TEXTE FOURNI:
Politique
Agriculteurs : les manifestations reprennent contre l’accord de libre-échange du Mercosur
Les campagnes françaises renouent avec la contestation, moins d’un an après d’intenses mobilisations. En ligne de mire des agriculteurs : l’accord UE-Mercosur, jugé dévastateur pour l’agriculture nationale à l’approche des élections professionnelles de janvier.
Moins d’un an après une série de mobilisations sans précédent, les agriculteurs retrouvent la voix de la contestation. Les syndicats agricoles, bien qu’en ordre dispersé, rallument la flamme de la colère à l’approche des élections professionnelles de janvier. En ligne de mire : l’accord de libre-échange UE-Mercosur, accusé de menacer l’agriculture française.
Dès l’aube, ce lundi 18 novembre, 85 points de manifestations se sont levés à travers la France, selon Pierrick Horel, président des Jeunes Agriculteurs. Barrages filtrants, rassemblements devant des préfectures, les méthodes se veulent moins spectaculaires qu’en 2023, mais la tension demeure palpable.
Les agriculteurs ont passé la nuit sur la N118 près de Vélizy-Villacoublay.
Ils se sont engagés à lever le camp entre 10h et midi.
Des tracteurs bloquent les voies, côté gauche, mais une voie de délestage reste ouverte pour permettre aux automobilistes de circuler.@BFMTV pic.twitter.com/mlPAb04ytq— Noémie Wira (@NoemieWira) November 18, 2024
En Île-de-France, la N118 a été partiellement bloquée pendant la nuit par une centaine de tracteurs. Ce matin, le blocage était levé, mais la circulation reste perturbée sur plusieurs axes. « On ne croit pas au grand soir, mais il y a une immense colère sur le terrain », confie Clément Torpier, responsable des Jeunes Agriculteurs d’Île-de-France, qui préfère des actions mesurées à des blocages prolongés.

CONSIGNE:
Extrayez à l'identique, dans l'article sur la reprise des manifestations agricoles, le passage allant de « Dès l’aube, ce » jusqu'à « tension demeure palpable. ».

DONNÉES AFFICHÉES:
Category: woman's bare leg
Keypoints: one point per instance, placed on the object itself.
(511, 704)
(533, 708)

RÉPONSE:
Dès l’aube, ce lundi 18 novembre, 85 points de manifestations se sont levés à travers la France, selon Pierrick Horel, président des Jeunes Agriculteurs. Barrages filtrants, rassemblements devant des préfectures, les méthodes se veulent moins spectaculaires qu’en 2023, mais la tension demeure palpable.